## Текст воспоминаний
Я И НЕЛЯ

Леомар Фурман
      Фото 1950 г.
   
ИНСТИТУТ (1948 – 1951)

Первые числа сентября 1948 года. Лекции для первокурсников всех факультетов проходят в большом актовом зале института, и меня приятно поражает большое количество еврейских лиц, особенно среди мальчиков. Среди девочек – меньше, а ещё и с хорошей фигурой – всего три-четыре на весь поток (на все группы первого курса).
 
Я был заворожен Нелей и на всех лекциях искал её глазами. Рядом с ней обычно сидели мальчики с еврейской внешностью, и я со злорадством отмечал, что, кто бы с ней ни сидел, лектор его либо отсаживал за разговоры, либо вообще удалял с лекции. Неле замечаний не делали.

Много лет спустя, когда Неля работала конструктором в Специальном конструкторском бюро (СКТБИ), к ней обратился начальник её группы, колоритный, испуганный прошлыми репрессиями, еврей:
–  Нелли, когда вы болели, в этой части комнаты была тишина, все работали, и никто сюда не приходил!
 На что Неля ответила:
– Очевидно, я чем-то отличаюсь от пустого места?!
 
Она не только отличалась от пустого места, но своей красотой и одухотворённостью явно привлекала внимание и студентов и лекторов, а позднее – коллег по работе. На одной из лекций по математике, которую читал сам заведующий кафедрой проф. Сегал, он безуспешно пытался изобразить на доске гиперболоидный параболоид (или наоборот, и даже вращающийся – уже не помню). Неля спустилась к доске и изобразила так, что всем стало понятно о чём идёт речь.
Это был её триумф!

## Задания
• a. Изложите воспоминания в двух предложениях.
• b. Допишите к воспоминаниям следующую часть, начиная после последнего предложения.
Данные для работы не нужны.

Разметка положения объектов
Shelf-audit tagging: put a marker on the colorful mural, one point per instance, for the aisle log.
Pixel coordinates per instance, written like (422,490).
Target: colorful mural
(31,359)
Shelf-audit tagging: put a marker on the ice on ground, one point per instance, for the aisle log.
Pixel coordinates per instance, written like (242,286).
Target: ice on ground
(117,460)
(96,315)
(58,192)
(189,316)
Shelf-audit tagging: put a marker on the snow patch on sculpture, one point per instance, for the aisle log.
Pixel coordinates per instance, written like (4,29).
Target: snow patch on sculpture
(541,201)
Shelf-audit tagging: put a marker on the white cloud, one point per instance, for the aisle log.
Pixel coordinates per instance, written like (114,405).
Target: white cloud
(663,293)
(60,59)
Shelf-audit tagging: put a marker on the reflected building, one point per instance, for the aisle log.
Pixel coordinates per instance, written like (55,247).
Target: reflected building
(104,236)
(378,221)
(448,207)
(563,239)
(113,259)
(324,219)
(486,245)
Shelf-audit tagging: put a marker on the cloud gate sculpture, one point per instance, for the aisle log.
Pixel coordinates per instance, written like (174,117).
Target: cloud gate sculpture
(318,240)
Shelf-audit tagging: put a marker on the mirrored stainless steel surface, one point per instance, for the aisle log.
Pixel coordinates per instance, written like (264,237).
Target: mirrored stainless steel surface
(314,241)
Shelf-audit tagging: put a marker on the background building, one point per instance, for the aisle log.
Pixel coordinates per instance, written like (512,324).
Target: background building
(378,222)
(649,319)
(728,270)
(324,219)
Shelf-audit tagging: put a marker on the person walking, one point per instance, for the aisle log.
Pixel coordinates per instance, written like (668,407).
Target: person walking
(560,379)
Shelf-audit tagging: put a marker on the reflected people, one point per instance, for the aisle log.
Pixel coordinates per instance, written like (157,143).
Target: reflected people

## Ответы к упражнению
• a. В сентябре 1948 года на общих лекциях первого курса автор, заворожённый Нелей, искал её глазами и замечал, что соседей Нели лекторы отсаживали или удаляли, а ей замечаний не делали. Своей красотой и одухотворённостью Неля привлекала внимание студентов, лекторов и позже коллег, а на лекции профессора Сегала она спустилась к доске и изобразила поверхность так, что всем стало понятно, о чём идёт речь, и это был её триумф.

• b.
Позже Неля мне рассказала, что, учась в женской школе на Верхней Масловке, рядом с Военно-воздушной академией имени Жуковского, она была совершенно лишена внимания мальчиков. На совместных вечерах девочек старших классов школы с курсантами академии, русские курсанты не интересовались еврейкой, и она вынуждена была либо стоять в одиночестве, либо танцевать с девочками. Поэтому так приятно ей было внимание мальчиков в институте. Прекрасно учась в школе по всем предметам, она шла на получение золотой медали, но на выпускных экзаменах в сочинении по русскому языку и литературе сделала одну ошибку, получила четвёрку и лишилась не только золотой, но и серебряной медали.
При поступлении в МГУ на мехмат её завалили на химии, задав вопрос по курсу органической химии (которая в программу вступительных экзаменов не входила), поставили тройку и, несмотря на очень высокий суммарно набранный балл, в списках принятых она не оказалась. На моё счастье с этими баллами она без проблем поступила в Станкин.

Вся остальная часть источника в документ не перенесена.